* **閱讀文段**:
------------------------------------------------------------------------
原標題:我國古代民族自治政策是失敗的?可使自治民族隨時與中國「分離」


提示:我們說,在「民族自治」的問題上,不能一味採取憐恤、籠絡、懷柔的寬大政策,唐太宗的「後悔」也許在於,他當時確沒有能力完全做到「分其地為郡縣,徙內地漢族與之雜居」的「首先方法」。也許,這就是歷史的宿命,我們都無法逃過,但更好地探尋我國古代歷史,有助於我們從中教訓中汲取智慧,權衡輕重,以建設美好的未來。


王桐齡(1878年—1953年),我國現代著名的歷史學家,也是我國第一個在國外攻讀史學而正式畢業的學人。清末考取秀才,後留學日本,1907年畢業於東京第一高等學校,1912年畢業於東京帝國大學文學系,獲文學學士學位。曾任北京政府教育部參事,後應聘為北京高等師範學校教務主任。北京高等師範學校改為北京師範大學後任教授,直至中華人民共和國成立,其間曾任系主任,並先後在北京法政大學、燕京大學、清華大學、北京大學等校任課。著譯豐碩,主要有:《中國史》、《東洋史》、《中國民族史》、《中國歷代黨爭史》等等。
------------------------------------------------------------------------
* **資料**:
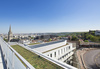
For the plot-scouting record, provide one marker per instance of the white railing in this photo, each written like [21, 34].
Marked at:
[13, 59]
------------------------------------------------------------------------
* **簡短練習 A**: 請列出關於古代民族自治政策的短文中所舉王桐齡的全部主要著作。
* **簡短練習 B**: 根據關於古代民族自治政策的短文,王桐齡於哪一年畢業於東京帝國大學?
* **簡短練習 C**: 請接續關於古代民族自治政策的短文,自其最後一句之後往下續寫。

* **參考答案 A**: 《中國史》、《東洋史》、《中國民族史》、《中國歷代黨爭史》

* **參考答案 B**: 1912年。

* **參考答案 C**:
王老在《中國民族史》總結說,秦漢時代,對於歸化部落之善後辦法有3種:


1.分其地為郡縣,徙內地漢族與之雜居;


2.徙其民與內地漢族雜居,而虛其故地也;

3.分其地為郡縣,即其下首領為長官以治其民。



王老認為,以上3種方法,第1種最善,歐美各國之殖民地多用是法以治也。第3種方法最不妥,中國歷史上所謂的羈縻州郡是也。用第1種方法之結果,可以化其地為內地;用第3種方法之結果,可以使其地隨時與中國分離。


這裡說的「歸化部落」就是邊地少數民族歸順中原王朝的部落,羈縻州郡其實就是這些民族自治的區域。很明顯地,王老是反對少數民族自治的,而我們在這裡需要說明的是,羈縻州郡制度或者說是羈縻府州制度並不是在唐太宗李世民時期才有的,《史記·孝武本紀》說:「天子益怠厭方士之怪迂語矣,然終羈縻弗絕,冀遇其真。」《漢書·匈奴傳下》也說:「其慕義而貢獻,則接之以禮讓,羈靡不絕,使曲在彼,蓋聖王制御蠻夷之常道也。」更早一些的時候,是《東周列國志》:「蠻荊久在化外,宣王始討而服之。每年止貢菁茅一車,以供祭祀縮酒之用,不責他物,所以示羈縻之意。」但它們是系聯、籠絡或懷柔的意思。


漢朝時,這種政策或者制度基本已經形成,最能說明問題的是當時的南匈奴,正如羈縻的詞意一樣,羈,馬絡頭也;縻,牛靷(韁線)也。漢朝政府一方面對南匈奴要「羈」,用軍事手段和政治壓力加以控制;另一方面用「縻」,以經濟和物質的利益給予南匈奴撫慰。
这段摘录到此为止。